> _QUELLE_:
◇ ◇ ◇ ◇ ◇

Du hast doch tausend Möglichkeiten wenn die Kinder aus dem Haus sind, freust du dich denn gar nicht?
Da hat er aber schon den Wirtschaftsteil aufgeblättert und ich musste nichts mehr sagen.
Ich schäme mich auch, zuzugeben, was ich wirklich denke. Ich denke nämlich, wenn es ihnen um das Zusammenbleiben ginge, wären sie doch in eine WG gezogen, oder nicht? Aber Meike wird an einem Ende der Stadt wohnen und Tobi am anderen. Die Musikhochschule hat mit der Uni auch gar nichts zu tun. Wer weiß denn, wie oft sie sich sehen? Sie wollen sich auch Jobs suchen, da haben sie doch noch weniger Zeit.
Nein, ich denke, es geht ihnen darum, möglichst weit weg von zuhause zu sein.
Selbst wenn es stimmt, dass die Hochschule nur die begabtesten Musikstudenten aufnimmt und die Uni mit ihrem Naturwissenschaftskram die beste im Land ist, selbst wenn das alles stimmt, wollen beide einfach weit weg von zuhause.
Und das verstehe ich nicht. Haben sie nicht alle Freiheiten hier? Schon bevor sie volljährig waren, konnten sie kommen und gehen wann sie wollten. Vertrauen gegen Vertrauen, war unsere Devise. Für mich war das weiß Gott nicht immer einfach. So oft, wie ich mit ihnen alleine war. Manchmal bin ich zur Schule gefahren und habe hinter einem Gebüsch gewartet, bis sie hinauskamen. Man will ja schließlich wissen, welchen Umgang die eigenen Kinder haben. Als Mutter ist man doch verantwortlich.
Jeden Nachmittag habe ich mir die Etüden angehört. Sicher musste Meike üben, doch anstrengend war es schon, Jahre lang, jeden Tag. Und als Tobi vierzehn war, habe ich ihm seinen ersten Deostift gekauft, mit Zitronenduft; er hat ja gar nicht gemerkt, dass er anfing, so streng zu riechen. Seine erste Freundin hat sogar Schminktipps von mir bekommen…, also offener als bei uns war es sicher nirgendwo. Und trotzdem wollen sie weg. Und Hans findet das auch noch in Ordnung.

◇ ◇ ◇ ◇ ◇

> _GESTELLTE AUFGABE A_:
Prüfe, ob die folgenden Aussagen mit der Quelle übereinstimmen: (i) Meike und Tobi werden im selben Teil der Stadt wohnen. (ii) Tobi bekam mit vierzehn einen Deostift mit Zitronenduft. (iii) Hans ist mit dem Wegzug der Kinder nicht einverstanden. Beantworte jede Aussage mit Ja oder Nein und zitiere die entscheidenden Worte der Quelle wörtlich.
Die Quelle und die Auflistung stehen in keinem Zusammenhang miteinander.

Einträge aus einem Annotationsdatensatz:
◇ ◇ ◇ ◇ ◇

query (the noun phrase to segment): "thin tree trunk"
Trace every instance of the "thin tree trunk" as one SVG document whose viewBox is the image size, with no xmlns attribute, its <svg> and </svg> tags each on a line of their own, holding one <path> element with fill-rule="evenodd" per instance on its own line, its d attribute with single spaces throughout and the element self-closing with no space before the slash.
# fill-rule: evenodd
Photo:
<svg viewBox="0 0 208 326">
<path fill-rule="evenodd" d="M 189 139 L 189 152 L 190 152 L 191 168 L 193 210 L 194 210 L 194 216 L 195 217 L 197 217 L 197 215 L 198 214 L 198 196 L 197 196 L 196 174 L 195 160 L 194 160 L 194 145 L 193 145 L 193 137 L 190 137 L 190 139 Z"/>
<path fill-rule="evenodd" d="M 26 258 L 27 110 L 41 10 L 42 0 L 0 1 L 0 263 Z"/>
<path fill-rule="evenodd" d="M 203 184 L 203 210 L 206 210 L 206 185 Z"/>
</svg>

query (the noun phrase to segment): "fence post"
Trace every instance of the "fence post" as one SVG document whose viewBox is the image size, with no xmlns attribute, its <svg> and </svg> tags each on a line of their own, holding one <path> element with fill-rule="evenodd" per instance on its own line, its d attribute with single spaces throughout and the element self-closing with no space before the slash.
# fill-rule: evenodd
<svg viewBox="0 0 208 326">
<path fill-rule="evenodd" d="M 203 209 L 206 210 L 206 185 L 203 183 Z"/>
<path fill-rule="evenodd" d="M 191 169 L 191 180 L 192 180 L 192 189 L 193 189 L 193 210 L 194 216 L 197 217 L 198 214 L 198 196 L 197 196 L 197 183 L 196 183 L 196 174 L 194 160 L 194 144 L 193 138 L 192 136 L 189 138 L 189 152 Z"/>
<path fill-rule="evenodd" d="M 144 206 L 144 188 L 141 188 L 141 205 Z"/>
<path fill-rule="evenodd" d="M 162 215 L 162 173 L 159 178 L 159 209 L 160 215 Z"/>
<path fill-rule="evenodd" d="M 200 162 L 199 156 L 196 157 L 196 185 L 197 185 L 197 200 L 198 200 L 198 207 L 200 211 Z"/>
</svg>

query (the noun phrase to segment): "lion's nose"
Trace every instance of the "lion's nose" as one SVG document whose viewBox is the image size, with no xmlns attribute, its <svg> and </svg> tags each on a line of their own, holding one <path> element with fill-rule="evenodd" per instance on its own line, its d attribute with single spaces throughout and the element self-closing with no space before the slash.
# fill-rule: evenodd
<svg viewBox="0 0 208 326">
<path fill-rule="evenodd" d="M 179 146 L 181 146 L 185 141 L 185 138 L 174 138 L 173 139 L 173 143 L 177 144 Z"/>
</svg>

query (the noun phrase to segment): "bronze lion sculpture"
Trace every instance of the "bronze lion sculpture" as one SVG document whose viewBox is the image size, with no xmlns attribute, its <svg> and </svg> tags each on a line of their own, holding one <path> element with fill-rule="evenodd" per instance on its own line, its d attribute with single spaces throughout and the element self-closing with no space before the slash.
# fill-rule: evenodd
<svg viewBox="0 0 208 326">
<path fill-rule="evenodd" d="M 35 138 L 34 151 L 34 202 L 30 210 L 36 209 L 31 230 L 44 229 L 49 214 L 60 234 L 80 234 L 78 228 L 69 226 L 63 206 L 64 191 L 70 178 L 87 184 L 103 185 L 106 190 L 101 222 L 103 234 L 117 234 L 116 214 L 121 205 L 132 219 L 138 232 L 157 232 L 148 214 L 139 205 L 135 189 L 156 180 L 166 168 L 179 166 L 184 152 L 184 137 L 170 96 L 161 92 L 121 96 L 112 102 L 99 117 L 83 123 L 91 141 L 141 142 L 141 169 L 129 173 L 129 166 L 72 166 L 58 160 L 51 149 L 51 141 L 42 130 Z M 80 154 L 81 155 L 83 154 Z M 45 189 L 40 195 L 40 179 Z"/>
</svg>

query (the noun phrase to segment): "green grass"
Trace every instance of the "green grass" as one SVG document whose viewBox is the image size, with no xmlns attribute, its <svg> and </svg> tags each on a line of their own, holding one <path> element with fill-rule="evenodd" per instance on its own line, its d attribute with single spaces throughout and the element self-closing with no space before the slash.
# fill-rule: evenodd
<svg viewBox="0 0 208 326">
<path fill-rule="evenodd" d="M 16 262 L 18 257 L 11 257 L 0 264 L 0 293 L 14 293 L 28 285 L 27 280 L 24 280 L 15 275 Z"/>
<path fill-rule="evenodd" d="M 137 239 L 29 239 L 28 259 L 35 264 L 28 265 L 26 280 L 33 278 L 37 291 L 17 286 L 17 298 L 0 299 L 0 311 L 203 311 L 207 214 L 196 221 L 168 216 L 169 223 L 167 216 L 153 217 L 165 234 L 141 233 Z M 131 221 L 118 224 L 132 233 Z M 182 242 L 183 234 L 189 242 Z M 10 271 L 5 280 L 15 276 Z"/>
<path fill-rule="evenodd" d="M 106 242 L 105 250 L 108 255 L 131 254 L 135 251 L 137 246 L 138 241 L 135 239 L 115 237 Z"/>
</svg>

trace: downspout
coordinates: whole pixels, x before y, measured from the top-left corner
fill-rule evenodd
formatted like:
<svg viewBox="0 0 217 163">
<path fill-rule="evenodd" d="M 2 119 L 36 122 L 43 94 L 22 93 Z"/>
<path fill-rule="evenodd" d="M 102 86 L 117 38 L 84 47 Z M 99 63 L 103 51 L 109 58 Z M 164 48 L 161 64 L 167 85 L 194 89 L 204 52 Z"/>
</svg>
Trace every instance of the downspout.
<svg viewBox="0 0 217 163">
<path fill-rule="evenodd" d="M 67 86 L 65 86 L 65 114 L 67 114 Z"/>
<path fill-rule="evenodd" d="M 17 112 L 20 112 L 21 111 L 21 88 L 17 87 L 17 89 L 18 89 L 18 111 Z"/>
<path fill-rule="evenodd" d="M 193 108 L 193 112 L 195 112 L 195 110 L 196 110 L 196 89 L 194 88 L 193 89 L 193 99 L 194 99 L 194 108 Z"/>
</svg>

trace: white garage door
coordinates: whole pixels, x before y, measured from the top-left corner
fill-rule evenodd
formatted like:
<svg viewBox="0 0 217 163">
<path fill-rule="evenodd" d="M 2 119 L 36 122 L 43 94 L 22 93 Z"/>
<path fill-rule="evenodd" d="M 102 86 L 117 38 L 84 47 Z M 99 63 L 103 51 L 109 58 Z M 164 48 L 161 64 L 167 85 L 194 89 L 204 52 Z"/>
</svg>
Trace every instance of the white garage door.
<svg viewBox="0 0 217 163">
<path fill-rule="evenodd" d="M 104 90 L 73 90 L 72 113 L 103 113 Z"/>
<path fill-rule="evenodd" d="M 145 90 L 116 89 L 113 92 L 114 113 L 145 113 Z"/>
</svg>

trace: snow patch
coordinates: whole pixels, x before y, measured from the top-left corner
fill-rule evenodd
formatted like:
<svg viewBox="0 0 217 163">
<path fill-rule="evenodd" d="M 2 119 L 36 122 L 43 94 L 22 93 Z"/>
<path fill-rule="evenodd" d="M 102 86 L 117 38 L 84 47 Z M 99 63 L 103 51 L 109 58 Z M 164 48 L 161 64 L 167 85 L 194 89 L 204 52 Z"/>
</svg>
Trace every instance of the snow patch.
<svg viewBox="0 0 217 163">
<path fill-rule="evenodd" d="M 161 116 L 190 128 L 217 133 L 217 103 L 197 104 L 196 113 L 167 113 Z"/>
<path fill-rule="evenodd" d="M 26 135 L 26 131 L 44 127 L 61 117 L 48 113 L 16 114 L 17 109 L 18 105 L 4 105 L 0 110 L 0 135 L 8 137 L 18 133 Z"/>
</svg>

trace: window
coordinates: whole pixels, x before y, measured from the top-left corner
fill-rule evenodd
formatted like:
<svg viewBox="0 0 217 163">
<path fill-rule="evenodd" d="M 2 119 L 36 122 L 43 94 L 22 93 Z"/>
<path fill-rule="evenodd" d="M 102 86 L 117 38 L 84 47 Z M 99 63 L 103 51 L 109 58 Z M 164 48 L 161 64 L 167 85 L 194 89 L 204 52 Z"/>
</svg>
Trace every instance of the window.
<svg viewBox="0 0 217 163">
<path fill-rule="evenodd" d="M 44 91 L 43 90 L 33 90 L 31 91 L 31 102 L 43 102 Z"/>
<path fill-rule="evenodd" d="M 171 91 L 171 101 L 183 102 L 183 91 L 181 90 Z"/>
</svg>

◇ ◇ ◇ ◇ ◇

> _GESTELLTE AUFGABE B_:
Liste jede Zeile der Auflistung auf, in der die Zeichenfolge "green" vorkommt.

> _VOLLSTÄNDIGE ANTWORT A_:
(i) Nein: „Aber Meike wird an einem Ende der Stadt wohnen und Tobi am anderen.“
(ii) Ja: „Und als Tobi vierzehn war, habe ich ihm seinen ersten Deostift gekauft, mit Zitronenduft“
(iii) Nein: „Und Hans findet das auch noch in Ordnung.“

> _VOLLSTÄNDIGE ANTWORT B_:
query (the noun phrase to segment): "green grass"
Trace every instance of the "green grass" as one SVG document whose viewBox is the image size, with no xmlns attribute, its <svg> and </svg> tags each on a line of their own, holding one <path> element with fill-rule="evenodd" per instance on its own line, its d attribute with single spaces throughout and the element self-closing with no space before the slash.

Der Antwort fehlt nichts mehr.